YOUR TASK ▸ Reproduce every one of the items below verbatim, keeping each line and character unchanged.

>> begin RECORD EXTRACTS

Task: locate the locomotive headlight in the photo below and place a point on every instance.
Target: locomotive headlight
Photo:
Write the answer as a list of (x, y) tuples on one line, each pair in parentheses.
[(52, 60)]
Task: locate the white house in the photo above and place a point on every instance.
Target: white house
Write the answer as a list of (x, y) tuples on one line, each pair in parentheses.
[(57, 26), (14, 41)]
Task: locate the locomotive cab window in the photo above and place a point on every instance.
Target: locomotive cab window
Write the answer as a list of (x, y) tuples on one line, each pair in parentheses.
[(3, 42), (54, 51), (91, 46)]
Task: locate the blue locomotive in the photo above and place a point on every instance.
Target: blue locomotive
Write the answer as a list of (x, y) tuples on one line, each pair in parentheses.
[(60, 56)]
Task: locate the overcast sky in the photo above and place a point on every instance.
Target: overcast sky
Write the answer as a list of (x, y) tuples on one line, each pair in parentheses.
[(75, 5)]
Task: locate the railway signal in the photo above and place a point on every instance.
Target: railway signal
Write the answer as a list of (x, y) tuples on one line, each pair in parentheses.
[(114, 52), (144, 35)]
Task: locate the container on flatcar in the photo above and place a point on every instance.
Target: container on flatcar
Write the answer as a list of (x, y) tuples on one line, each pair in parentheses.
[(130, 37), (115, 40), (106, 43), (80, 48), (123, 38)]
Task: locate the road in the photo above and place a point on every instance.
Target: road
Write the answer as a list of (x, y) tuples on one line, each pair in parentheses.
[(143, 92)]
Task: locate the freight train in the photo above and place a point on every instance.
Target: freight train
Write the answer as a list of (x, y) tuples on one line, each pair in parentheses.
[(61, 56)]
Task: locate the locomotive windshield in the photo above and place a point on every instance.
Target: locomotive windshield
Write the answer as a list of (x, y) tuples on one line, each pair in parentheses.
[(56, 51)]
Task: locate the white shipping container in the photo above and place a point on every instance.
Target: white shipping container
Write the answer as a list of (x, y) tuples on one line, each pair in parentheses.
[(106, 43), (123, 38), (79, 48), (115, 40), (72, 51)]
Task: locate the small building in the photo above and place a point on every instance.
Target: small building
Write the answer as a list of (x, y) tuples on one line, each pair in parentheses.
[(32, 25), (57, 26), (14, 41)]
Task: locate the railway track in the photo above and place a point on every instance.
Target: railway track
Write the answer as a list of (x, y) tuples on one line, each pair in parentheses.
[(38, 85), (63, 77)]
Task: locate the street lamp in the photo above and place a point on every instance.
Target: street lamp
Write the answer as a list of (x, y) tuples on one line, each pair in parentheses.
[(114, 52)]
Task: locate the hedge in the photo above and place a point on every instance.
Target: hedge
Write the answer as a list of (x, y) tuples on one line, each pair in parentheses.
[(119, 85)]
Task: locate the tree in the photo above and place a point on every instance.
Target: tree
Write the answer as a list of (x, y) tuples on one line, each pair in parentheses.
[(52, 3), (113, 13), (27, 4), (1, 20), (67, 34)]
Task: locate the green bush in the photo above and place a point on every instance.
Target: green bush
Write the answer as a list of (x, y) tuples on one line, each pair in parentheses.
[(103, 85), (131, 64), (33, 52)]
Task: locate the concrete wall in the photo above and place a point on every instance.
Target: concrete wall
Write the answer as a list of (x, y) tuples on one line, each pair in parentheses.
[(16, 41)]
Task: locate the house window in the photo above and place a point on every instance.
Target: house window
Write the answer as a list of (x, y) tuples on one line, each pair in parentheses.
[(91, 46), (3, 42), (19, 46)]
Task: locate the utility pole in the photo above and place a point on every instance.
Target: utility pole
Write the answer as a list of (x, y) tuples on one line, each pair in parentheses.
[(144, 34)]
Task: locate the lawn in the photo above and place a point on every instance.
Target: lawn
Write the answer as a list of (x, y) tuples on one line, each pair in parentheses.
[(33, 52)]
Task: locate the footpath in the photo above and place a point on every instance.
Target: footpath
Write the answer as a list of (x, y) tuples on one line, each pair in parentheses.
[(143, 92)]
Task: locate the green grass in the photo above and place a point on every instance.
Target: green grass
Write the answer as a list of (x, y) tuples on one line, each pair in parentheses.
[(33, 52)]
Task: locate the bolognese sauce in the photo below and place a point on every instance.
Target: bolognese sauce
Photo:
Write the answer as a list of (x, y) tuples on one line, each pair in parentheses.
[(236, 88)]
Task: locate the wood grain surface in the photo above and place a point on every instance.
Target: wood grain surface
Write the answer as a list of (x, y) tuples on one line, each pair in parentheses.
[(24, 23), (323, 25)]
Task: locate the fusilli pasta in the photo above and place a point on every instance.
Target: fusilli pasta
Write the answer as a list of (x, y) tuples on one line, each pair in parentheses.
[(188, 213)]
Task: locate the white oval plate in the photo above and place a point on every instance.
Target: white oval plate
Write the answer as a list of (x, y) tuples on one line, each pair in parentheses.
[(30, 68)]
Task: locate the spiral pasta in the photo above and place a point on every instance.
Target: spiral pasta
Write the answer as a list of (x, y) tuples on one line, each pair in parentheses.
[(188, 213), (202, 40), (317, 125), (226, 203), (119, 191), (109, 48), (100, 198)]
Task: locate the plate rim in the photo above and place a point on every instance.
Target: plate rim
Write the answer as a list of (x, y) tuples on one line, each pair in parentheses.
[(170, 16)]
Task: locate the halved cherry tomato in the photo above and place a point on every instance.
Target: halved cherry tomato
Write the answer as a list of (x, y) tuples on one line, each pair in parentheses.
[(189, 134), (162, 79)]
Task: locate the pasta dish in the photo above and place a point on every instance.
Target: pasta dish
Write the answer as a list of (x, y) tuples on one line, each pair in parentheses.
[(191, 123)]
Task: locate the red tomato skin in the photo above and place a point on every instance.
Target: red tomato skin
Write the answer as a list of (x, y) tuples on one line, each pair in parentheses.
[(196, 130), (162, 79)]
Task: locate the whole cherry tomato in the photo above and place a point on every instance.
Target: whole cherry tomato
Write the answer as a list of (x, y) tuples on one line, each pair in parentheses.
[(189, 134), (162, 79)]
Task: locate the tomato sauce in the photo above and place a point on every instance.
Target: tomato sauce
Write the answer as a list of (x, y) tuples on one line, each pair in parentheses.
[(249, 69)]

>> end RECORD EXTRACTS

WRITTEN ANSWER ▸
Task: locate the locomotive headlight in the photo below and place a point on every instance.
Target: locomotive headlight
Photo:
Write the answer as a list of (x, y) tuples on one line, each pair in parentheses.
[(52, 60)]
Task: locate the white house in the photo above and place a point on every instance.
Target: white house
Write the answer as a list of (x, y) tuples on one line, each pair in parentheses.
[(57, 26), (14, 41)]
Task: locate the locomotive cab window in the photo above and place a point on every instance.
Target: locomotive cab window
Write the answer as a list of (x, y) tuples on one line, each pair in parentheses.
[(3, 42), (54, 51), (91, 46)]
Task: locate the blue locomotive in the photo above and place a point on every instance.
Target: blue locomotive
Write the answer as a list of (x, y) tuples on one line, each pair in parentheses.
[(60, 56)]
Task: locate the overcast sky in the photo above and place a point on every instance.
Target: overcast sky
Write the answer as a list of (x, y) tuples on one line, each pair in parentheses.
[(75, 5)]
Task: locate the railway signal in the photo above and place a point on every instance.
Target: railway signal
Write the answer as a list of (x, y) tuples on one line, each pair in parentheses.
[(114, 52), (144, 35)]
Task: locate the container on flatcar in the photo above and place a point on every instance.
Target: container on flatcar
Write the answer as a list of (x, y) tuples on one line, each pair in parentheses.
[(130, 37), (115, 40), (106, 43), (80, 48), (123, 38)]
Task: locate the road in the photo above and place a point on every instance.
Target: road
Write the answer as a list of (x, y) tuples on one line, each pair in parentheses.
[(143, 92)]
Task: locate the freight train in the photo above and place a point on every instance.
Target: freight train
Write the answer as a list of (x, y) tuples on one line, each pair in parentheses.
[(61, 56)]
Task: locate the locomotive windshield in the photo above and place a point on every instance.
Target: locomotive windshield
Write the answer as a list of (x, y) tuples on one line, each pair in parentheses.
[(56, 51)]
Task: locate the white shipping container in the photo above and place a point on every instance.
Target: white shipping container
Write the answer as a list of (x, y) tuples on one line, each pair in parentheses.
[(106, 43), (123, 38), (79, 48), (115, 40), (72, 51)]
Task: locate the small building in the photo above and place a point on every instance.
Target: small building
Write the answer as a list of (x, y) tuples on one line, each pair in parentheses.
[(32, 25), (57, 26), (14, 41)]
Task: locate the railway track in the photo above and place a point on every instance.
Target: railway track
Write the answer as a list of (x, y) tuples on one line, each pair in parentheses.
[(38, 85), (63, 77)]
Task: locate the street lamp in the photo above and place a point on every instance.
Target: street lamp
Write the answer as a list of (x, y) tuples on one line, each pair in parentheses.
[(114, 52)]
Task: locate the hedge in the photo above and place a point on every instance.
Target: hedge
Write the answer as a list of (x, y) tuples on one line, each pair in parentheses.
[(119, 85)]
Task: locate the tree in the photo above and place a point on every instance.
Target: tree
Write the answer as a list of (x, y) tuples on one line, each pair in parentheses.
[(52, 3), (113, 13), (27, 4), (1, 20), (67, 34)]
Task: locate the green bush in the photo above and place a point on every instance.
Target: green bush
Write the answer as a list of (x, y) tuples on one line, each pair in parentheses.
[(103, 85), (131, 64), (33, 52)]
Task: locate the concrete wall in the photo above and place a point on every instance.
Target: concrete wall
Write the answer as a list of (x, y) tuples on one line, each pair in parentheses.
[(16, 41)]
Task: locate the house window in the photo above and place a point on every instance.
Target: house window
Write the answer as a list of (x, y) tuples on one line, each pair in parentheses.
[(91, 46), (3, 42), (19, 46)]
Task: locate the utility pole in the photo above and place a point on every instance.
Target: utility pole
Write the answer as a list of (x, y) tuples on one line, each pair in parentheses.
[(144, 34)]
Task: locate the lawn in the photo above and place a point on every instance.
Target: lawn
Write the answer as a list of (x, y) tuples on one line, each pair in parentheses.
[(33, 52)]
Task: locate the footpath in the photo above and place a point on every instance.
Target: footpath
Write the answer as a list of (x, y) tuples on one line, each pair in parentheses.
[(143, 92)]
Task: locate the green grass in the photo above and place a point on every instance.
Target: green grass
Write the answer as a list of (x, y) tuples on one line, each pair in parentheses.
[(33, 52)]
Task: locate the bolognese sauce in the photo below and place a point on every instance.
Target: bolognese sauce
Photo:
Write the answer as a list of (x, y) tuples on one line, each pair in parentheses.
[(236, 88)]
Task: locate the wood grain surface in the photo above and place a point on every instance.
Target: wood grain surface
Write the answer as a list of (x, y) tuples on one line, each pair in parentheses.
[(24, 23), (323, 25)]
Task: locate the fusilli pasta in the photo above and place a point on every instance.
Target: fusilli pasta
Write the answer as a list of (x, y) tuples on one line, each pair in parentheses.
[(188, 213)]
Task: locate the white oval plate in the photo above and place a point on every instance.
Target: white oval plate
Write the answer as a list of (x, y) tuples on one line, each pair in parentheses.
[(30, 68)]
Task: locate the spiral pasta in the photo above and place a point on every instance.
Target: spiral pasta
Write the answer as a list of (x, y) tuples on one line, each pair in parentheses.
[(188, 213), (202, 40), (317, 125), (226, 203), (119, 191), (109, 48), (100, 198)]
Task: locate the plate rim in the photo above and place a point on every instance.
Target: plate rim
Write the answer as a list of (x, y) tuples on one line, each pair in parentheses.
[(170, 16)]
Task: locate the halved cherry tomato in the photo above and place a point on every instance.
Target: halved cherry tomato
Write the answer as a list of (x, y) tuples on one line, each pair in parentheses.
[(189, 134), (162, 79)]
Task: locate the pasta dish in the photo above and place a point on every instance.
Target: pasta dish
Write the answer as a list of (x, y) tuples on one line, each pair in parentheses.
[(191, 123)]
Task: locate the red tomato skin in the photo above and place a point on every instance.
Target: red tomato skin
Write the answer as a list of (x, y) tuples on one line, each pair in parentheses.
[(196, 130), (162, 79)]
Task: locate the whole cherry tomato in the photo above and place a point on every instance.
Target: whole cherry tomato
Write the answer as a list of (x, y) tuples on one line, each pair in parentheses.
[(189, 134), (162, 79)]
Task: locate the tomato sauce in the photo above and place a point on every instance.
Target: tomato sauce
Write the answer as a list of (x, y) tuples on one line, each pair in parentheses.
[(249, 69)]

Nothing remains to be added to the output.